** Start **

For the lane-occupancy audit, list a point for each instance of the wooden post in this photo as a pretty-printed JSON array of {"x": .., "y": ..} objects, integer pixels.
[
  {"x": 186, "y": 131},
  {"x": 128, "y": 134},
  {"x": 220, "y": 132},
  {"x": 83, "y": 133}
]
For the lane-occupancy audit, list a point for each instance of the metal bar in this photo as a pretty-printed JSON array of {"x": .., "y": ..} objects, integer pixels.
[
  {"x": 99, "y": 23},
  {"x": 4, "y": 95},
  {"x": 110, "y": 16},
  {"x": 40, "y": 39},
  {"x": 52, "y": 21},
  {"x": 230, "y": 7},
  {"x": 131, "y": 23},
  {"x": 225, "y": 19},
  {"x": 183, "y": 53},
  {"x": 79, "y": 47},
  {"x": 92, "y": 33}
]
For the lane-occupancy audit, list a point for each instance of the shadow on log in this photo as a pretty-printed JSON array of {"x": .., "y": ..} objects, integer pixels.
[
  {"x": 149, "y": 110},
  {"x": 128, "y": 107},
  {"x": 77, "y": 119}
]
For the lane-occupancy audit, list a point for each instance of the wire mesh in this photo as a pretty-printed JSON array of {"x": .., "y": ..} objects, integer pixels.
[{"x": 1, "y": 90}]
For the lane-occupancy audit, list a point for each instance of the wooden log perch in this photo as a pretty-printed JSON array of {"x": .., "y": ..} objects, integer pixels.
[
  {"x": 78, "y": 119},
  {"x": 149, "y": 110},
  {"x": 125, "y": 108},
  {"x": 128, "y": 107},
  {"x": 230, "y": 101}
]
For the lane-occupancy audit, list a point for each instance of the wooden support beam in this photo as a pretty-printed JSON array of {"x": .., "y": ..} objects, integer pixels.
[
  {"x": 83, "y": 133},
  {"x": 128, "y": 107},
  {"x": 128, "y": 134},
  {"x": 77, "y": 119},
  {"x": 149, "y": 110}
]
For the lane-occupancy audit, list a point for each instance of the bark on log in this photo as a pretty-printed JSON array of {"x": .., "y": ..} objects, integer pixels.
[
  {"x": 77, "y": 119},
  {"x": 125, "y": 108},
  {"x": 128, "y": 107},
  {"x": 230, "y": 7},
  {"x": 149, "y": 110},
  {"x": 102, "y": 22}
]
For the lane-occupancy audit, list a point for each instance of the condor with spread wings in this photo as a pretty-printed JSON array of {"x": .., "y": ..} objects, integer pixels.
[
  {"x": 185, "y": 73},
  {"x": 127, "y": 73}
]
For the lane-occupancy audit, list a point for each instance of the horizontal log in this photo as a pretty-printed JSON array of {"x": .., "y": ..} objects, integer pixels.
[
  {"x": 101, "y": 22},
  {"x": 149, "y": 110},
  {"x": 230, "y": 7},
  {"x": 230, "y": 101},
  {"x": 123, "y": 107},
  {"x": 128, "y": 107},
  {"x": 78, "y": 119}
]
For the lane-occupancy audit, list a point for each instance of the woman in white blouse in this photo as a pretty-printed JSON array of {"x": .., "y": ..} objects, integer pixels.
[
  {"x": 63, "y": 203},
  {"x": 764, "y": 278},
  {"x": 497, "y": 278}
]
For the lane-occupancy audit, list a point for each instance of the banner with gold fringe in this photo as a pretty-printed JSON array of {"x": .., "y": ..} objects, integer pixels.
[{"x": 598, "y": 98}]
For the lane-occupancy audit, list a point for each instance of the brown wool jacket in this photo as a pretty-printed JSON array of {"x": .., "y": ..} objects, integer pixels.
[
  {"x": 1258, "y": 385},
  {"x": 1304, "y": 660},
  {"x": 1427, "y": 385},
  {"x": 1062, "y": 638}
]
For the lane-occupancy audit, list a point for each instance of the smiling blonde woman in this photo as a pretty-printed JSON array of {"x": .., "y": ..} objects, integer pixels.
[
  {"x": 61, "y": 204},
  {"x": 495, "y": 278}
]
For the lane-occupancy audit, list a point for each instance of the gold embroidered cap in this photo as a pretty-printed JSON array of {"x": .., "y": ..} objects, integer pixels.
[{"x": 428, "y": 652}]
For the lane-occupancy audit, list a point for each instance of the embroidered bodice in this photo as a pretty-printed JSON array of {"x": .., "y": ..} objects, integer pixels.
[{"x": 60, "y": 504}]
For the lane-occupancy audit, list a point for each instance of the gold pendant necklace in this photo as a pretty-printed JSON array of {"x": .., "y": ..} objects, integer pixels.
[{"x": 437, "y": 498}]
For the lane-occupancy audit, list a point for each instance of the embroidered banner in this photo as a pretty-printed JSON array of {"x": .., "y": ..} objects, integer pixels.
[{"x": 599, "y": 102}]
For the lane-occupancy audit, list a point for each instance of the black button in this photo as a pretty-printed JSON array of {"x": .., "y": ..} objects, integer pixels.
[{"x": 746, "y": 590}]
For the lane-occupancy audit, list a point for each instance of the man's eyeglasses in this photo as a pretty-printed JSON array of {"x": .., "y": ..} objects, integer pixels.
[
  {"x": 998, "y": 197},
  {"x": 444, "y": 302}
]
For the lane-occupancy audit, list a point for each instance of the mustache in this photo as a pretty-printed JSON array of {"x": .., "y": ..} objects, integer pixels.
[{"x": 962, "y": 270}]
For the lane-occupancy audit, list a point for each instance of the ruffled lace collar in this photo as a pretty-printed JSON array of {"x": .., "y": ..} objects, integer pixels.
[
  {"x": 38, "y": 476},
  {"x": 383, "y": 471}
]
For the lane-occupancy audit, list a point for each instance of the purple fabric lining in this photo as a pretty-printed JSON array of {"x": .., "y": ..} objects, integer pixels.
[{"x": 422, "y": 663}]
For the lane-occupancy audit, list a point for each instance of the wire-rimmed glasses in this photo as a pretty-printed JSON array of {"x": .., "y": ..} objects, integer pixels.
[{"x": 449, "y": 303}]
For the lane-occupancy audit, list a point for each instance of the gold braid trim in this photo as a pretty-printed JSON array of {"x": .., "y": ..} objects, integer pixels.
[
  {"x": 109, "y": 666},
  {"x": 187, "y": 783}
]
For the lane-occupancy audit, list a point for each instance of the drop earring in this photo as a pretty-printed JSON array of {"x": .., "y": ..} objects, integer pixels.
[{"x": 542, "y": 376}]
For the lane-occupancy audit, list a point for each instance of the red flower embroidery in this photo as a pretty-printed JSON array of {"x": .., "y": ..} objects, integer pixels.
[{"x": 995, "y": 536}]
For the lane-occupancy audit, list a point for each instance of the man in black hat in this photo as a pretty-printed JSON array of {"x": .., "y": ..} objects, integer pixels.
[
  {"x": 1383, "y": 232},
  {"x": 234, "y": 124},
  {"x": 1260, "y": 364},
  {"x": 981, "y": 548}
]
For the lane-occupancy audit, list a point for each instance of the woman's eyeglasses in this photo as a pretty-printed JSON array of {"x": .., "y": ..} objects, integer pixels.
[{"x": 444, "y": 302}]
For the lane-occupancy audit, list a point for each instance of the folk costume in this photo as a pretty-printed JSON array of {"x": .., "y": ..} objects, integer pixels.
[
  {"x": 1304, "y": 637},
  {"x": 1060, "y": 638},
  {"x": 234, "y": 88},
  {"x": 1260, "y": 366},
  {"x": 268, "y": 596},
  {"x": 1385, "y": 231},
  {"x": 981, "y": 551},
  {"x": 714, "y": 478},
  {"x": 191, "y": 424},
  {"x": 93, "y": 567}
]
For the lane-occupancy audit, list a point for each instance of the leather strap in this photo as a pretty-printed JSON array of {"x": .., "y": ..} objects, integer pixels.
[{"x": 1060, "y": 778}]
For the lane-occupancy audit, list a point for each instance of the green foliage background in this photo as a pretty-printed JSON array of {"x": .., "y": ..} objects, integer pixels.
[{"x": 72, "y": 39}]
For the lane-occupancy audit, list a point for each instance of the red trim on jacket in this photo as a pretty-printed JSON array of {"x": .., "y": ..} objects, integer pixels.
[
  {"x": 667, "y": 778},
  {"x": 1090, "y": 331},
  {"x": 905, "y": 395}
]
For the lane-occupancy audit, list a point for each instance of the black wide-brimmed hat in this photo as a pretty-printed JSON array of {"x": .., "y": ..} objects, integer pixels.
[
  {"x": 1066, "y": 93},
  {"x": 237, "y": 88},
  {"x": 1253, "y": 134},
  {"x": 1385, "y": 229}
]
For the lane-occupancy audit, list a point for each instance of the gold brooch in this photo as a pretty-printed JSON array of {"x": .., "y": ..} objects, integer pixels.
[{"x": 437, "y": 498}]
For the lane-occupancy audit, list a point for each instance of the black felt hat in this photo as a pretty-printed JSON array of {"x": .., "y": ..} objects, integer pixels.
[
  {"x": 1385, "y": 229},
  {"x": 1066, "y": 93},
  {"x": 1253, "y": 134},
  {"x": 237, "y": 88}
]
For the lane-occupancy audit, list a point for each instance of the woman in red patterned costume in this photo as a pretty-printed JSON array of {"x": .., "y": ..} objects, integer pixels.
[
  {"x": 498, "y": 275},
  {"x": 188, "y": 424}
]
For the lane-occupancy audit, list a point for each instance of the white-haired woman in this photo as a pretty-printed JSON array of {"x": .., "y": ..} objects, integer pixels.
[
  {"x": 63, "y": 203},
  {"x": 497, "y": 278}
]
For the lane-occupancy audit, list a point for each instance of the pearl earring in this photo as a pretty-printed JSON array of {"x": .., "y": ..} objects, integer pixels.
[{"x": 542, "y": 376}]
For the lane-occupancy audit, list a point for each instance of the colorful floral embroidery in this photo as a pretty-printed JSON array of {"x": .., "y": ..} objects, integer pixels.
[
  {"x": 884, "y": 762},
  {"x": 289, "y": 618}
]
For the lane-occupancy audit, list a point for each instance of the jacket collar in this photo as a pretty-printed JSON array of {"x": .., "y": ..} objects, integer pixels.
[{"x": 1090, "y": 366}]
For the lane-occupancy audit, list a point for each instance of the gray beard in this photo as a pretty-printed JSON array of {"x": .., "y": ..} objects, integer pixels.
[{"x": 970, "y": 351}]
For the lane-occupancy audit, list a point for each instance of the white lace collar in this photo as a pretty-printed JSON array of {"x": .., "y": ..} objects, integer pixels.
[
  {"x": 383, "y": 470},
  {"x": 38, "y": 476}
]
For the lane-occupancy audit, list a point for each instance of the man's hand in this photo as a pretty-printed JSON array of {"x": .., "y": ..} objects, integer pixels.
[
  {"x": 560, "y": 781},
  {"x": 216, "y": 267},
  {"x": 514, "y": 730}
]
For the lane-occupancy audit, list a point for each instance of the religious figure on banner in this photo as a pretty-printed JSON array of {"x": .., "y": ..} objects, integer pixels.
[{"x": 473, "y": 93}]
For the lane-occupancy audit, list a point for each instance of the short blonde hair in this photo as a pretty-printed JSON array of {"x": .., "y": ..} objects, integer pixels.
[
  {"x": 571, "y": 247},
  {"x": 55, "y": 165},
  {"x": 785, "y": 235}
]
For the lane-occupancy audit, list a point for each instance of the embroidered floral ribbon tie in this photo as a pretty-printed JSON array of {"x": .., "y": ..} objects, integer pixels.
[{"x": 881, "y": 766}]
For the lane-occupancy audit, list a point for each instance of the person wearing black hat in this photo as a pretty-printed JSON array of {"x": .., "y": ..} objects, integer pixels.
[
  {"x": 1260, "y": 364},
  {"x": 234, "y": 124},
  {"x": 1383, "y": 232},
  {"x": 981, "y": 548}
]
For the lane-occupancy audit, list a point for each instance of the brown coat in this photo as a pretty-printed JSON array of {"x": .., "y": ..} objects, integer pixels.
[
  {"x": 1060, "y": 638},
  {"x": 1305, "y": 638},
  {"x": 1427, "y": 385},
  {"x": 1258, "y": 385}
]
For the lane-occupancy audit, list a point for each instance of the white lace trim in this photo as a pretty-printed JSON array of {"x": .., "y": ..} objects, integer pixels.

** End **

*What to work on:*
Return the line that contains "of the person" and all lines after it, verbatim, and nothing else.

*Solved exercise:*
For the lane-occupancy audit, list a point for each instance of the person wearing black hat in this photo as a pretty-printed JSON array of {"x": .., "y": ..} objects, integer pixels.
[
  {"x": 1260, "y": 364},
  {"x": 234, "y": 124},
  {"x": 1383, "y": 232},
  {"x": 981, "y": 548}
]
For the lane-occupancy audit, list a point for each instance of the brown coat in this photo as a pretty-printed JSON array of {"x": .., "y": ..} objects, integer pixels.
[
  {"x": 1060, "y": 638},
  {"x": 1305, "y": 638},
  {"x": 1427, "y": 385},
  {"x": 1258, "y": 385}
]
For the lane-occupancy audit, list a point for each instance of the white lace trim in this photo as a pretty-printed JSON array of {"x": .., "y": ..} objects, integer pixels.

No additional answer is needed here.